------ KUTIPAN DOKUMEN ------
Tidak bisa kita pungkiri bahwa modernitas, dengan sains dan teknologinya, pada satu sisi berhasil membuat berbagai kemajuan-kemajuan. Akan tetapi, pada sisi lainnya kita tidak bisa menafikan, modernitas pun mengandung berbagai kelemahan, dan turut menghadirkan berbagai kerusakan.
Dalam diskursus akademik, ada banyak pemikiran yang mencoba mengupas “sisi gelap” dari modernitas. Kita bisa ambil contoh, salah satunya yakni Mazhab Frankfurt (Teori Kritis). Adorno dan Horkheimer dalam buku Dialektika Pencerahan: Mencari Identitas Manusia Rasional (2014), menyatakan bahwa “pencerahan” sudah keluar dari “rel” seharusnya.
Selain Mazhab Frankfurt, tokoh yang secara khusus dibahas dalam artikel ini untuk mengupas permasalahan modernitas, yakni Seyyed Hossein Nasr, seorang cendikiawan yang dikategorikan oleh Anton Bekker dalam buku Kosmologi dan Ekologi, Filsafat tentang Kosmos sebagai Rumah Tangga Manuisa (1995), dengan sebutan kosmologi tradisional yang tergolong pada jenis kosmologi filsafat.
Penting untuk dicatat, sebagaimana yang ditulis oleh Ach. Maimun dalam buku Sayyed Hossein Nasr: Pergulatan Sains dan Spiritualitas (2015), bahwa Nasr menyelesaikan pendidikannya di MIT (Massachussetts Instititute of Technology) pada bidang Fisika. Kemudian melanjutkan studinya di Harvard University dengan spesialisasi Geologi dan Geofisik. Setelah itu Nasr melanjutkan pada jenjang doktoral dengan spesialisasi sejarah sains.
Nasr sendiri menyelesaikan program doktoralnya pada usia 25 tahun, yakni pada tahun 1958 dengan disertasi berjudul Conception of Nature in Isamic Thought and Methods Used for Its Study by the Ikhwan al-Safa, al-Biruni and Ibnu Sina. Kemudian disertasi tersebut diterbitkan dengan judul Introduction to Islamic Cosmological Doctrines.
Bila kita melihat rekam jejak akademik Nasr sebagaimana yang diungkapkan di atas, maka dapat dikatakan Nasr adalah orang yang mempunyai pengetahuan luas. Dia bukan hanya pengetahuan yang bersumber dari Dunia Timur, tapi juga pengetahuan yang bersumber dari Dunia Barat.
Sebab itu, penting kiranya mempertimbangkan kritik Nasr atas modernitas yang digaungkan oleh Dunia Barat. Meski di satu sisi, harus diakui, modernitas telah membawa kemajuan pada peradaban manusia, tapi di sisi lain, modernitas pun menghasilkan ‘sisi gelapnya’.
------ DATA YANG DIBERIKAN ------
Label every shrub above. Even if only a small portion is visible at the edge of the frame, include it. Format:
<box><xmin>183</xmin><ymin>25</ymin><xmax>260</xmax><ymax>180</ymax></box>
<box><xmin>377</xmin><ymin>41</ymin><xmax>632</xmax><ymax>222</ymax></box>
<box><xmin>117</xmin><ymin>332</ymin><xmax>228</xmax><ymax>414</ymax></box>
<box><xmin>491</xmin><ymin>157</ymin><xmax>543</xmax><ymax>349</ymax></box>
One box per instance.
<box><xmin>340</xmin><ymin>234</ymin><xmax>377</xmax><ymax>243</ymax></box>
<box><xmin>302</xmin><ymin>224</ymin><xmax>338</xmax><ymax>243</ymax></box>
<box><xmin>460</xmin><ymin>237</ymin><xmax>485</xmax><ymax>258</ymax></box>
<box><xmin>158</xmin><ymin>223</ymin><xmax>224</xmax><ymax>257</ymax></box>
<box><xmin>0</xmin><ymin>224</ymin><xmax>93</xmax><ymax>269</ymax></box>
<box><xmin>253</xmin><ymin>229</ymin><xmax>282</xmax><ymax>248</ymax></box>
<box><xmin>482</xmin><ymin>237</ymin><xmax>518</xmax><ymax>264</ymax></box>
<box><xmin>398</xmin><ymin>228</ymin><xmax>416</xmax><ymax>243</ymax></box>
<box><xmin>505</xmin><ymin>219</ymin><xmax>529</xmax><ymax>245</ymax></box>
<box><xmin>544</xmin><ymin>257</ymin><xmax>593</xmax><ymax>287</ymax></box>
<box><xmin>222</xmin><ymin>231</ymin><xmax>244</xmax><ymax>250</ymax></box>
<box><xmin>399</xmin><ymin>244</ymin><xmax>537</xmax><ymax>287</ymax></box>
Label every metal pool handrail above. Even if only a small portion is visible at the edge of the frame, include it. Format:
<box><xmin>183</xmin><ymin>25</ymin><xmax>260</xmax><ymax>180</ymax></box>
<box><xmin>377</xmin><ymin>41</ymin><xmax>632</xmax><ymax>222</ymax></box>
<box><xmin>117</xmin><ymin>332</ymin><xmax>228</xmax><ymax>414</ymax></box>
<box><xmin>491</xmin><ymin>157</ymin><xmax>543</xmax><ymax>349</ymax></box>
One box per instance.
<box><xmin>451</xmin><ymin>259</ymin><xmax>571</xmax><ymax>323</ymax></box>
------
DAFTAR SOAL.
1. Menurut kutipan dokumen tentang kritik Nasr atas modernitas, pada usia berapa Nasr menyelesaikan program doktoralnya?
2. Kutip ulang entri mulai dari baris yang memuat "Label every metal" sampai baris terakhir entri, keduanya ikut disertakan.
Entri di atas tidak ada hubungannya dengan kutipan dokumen.

JAWABAN TIAP SOAL.
1. Pada usia 25 tahun, yakni tahun 1958.

2.
Label every metal pool handrail above. Even if only a small portion is visible at the edge of the frame, include it. Format:
<box><xmin>183</xmin><ymin>25</ymin><xmax>260</xmax><ymax>180</ymax></box>
<box><xmin>377</xmin><ymin>41</ymin><xmax>632</xmax><ymax>222</ymax></box>
<box><xmin>117</xmin><ymin>332</ymin><xmax>228</xmax><ymax>414</ymax></box>
<box><xmin>491</xmin><ymin>157</ymin><xmax>543</xmax><ymax>349</ymax></box>
One box per instance.
<box><xmin>451</xmin><ymin>259</ymin><xmax>571</xmax><ymax>323</ymax></box>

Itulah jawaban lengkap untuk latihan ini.